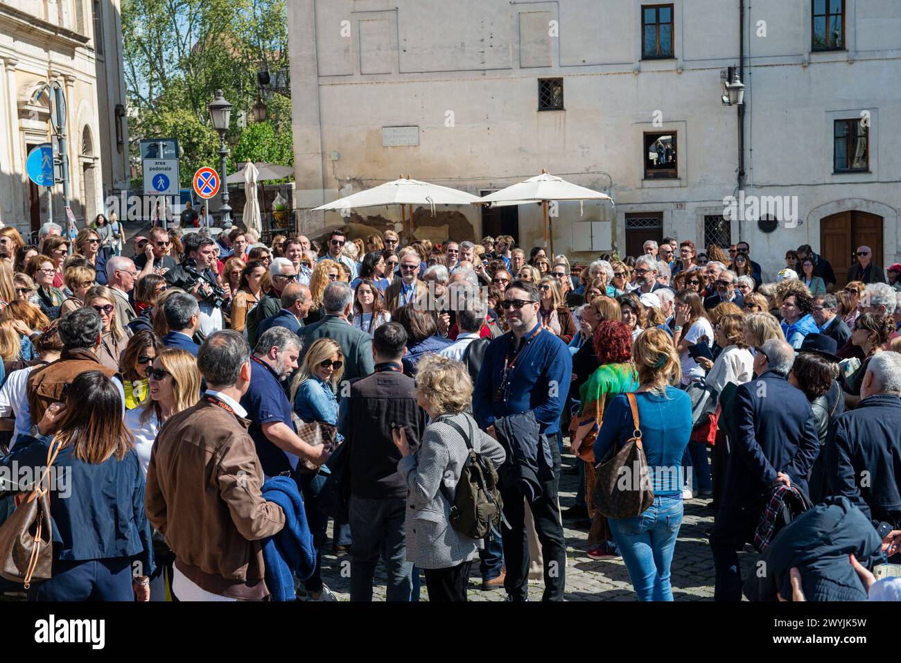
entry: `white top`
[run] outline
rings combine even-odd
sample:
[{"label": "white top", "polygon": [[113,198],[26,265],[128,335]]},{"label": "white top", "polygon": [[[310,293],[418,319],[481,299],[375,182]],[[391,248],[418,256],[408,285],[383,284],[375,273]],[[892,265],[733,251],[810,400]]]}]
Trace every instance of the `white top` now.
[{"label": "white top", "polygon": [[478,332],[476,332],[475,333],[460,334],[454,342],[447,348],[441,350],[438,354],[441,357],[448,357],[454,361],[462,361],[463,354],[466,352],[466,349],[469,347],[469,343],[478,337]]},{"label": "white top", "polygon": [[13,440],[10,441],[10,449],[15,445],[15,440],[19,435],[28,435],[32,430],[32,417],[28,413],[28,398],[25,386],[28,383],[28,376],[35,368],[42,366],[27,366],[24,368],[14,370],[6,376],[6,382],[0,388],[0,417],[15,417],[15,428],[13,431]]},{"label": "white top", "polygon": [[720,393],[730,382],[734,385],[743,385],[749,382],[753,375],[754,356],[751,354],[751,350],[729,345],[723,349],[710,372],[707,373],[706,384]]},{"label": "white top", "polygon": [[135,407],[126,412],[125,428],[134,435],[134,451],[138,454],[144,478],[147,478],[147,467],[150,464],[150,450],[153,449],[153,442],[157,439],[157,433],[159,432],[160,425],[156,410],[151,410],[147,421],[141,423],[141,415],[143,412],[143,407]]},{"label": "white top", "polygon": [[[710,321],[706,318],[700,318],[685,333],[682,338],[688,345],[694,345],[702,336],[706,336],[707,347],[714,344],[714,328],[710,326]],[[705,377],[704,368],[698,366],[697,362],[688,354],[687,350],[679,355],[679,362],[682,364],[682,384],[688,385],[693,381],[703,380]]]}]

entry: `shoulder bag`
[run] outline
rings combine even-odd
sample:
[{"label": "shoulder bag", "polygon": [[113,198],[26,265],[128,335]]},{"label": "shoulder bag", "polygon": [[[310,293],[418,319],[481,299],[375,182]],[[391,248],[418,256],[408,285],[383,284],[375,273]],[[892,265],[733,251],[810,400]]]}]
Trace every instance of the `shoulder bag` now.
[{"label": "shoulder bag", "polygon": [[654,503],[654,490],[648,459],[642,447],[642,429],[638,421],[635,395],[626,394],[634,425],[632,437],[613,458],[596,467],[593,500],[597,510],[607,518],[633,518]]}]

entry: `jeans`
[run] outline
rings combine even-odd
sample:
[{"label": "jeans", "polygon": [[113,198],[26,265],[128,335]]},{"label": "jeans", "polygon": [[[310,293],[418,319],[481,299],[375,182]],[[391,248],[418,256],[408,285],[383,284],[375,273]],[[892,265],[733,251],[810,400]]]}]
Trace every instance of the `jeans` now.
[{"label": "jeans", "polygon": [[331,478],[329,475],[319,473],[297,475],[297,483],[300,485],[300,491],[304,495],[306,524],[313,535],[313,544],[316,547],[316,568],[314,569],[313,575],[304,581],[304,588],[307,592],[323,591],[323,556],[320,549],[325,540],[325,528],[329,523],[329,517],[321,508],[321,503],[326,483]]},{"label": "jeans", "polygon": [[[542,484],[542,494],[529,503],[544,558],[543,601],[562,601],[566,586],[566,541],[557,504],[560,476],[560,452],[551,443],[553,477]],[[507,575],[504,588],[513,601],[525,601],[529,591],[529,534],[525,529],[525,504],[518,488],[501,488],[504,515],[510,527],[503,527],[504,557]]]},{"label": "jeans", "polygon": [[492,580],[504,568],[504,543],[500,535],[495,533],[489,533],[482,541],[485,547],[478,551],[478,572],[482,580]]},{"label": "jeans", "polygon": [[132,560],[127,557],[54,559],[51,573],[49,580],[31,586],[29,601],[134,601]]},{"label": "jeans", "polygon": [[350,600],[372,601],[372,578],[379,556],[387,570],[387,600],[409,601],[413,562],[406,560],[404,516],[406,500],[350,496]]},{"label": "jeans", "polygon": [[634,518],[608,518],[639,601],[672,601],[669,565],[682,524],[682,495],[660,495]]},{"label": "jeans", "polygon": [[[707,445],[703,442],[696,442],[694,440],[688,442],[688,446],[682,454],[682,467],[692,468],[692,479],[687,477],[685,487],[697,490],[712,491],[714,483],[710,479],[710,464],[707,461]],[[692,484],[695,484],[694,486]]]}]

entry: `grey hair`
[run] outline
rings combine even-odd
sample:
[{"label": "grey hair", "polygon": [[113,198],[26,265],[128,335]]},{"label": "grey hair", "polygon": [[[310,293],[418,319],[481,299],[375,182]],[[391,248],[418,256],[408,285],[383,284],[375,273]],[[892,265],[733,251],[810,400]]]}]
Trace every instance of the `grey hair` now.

# # # #

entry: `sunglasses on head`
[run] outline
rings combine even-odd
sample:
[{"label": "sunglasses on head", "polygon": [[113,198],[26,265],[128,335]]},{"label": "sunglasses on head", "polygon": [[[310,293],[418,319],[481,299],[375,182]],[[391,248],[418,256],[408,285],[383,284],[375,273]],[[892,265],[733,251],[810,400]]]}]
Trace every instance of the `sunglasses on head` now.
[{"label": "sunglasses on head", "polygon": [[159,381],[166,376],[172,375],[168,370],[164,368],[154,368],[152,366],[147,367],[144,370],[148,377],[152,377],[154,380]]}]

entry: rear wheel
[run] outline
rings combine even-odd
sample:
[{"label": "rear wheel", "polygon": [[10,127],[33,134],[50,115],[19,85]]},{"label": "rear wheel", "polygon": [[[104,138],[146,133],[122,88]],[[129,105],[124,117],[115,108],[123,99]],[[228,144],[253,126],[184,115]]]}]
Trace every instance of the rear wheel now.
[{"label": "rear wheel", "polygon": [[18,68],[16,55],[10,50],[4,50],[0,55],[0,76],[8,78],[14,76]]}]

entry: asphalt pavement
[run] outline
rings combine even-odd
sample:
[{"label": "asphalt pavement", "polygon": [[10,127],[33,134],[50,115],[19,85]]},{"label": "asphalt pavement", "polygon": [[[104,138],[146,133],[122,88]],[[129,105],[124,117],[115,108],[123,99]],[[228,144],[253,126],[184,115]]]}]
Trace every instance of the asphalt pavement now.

# # # #

* **What you should do**:
State how many lines of the listing contain the string "sunglasses", treating uppercase and lowercase as distinct, and give only the number.

* **Exercise output**:
4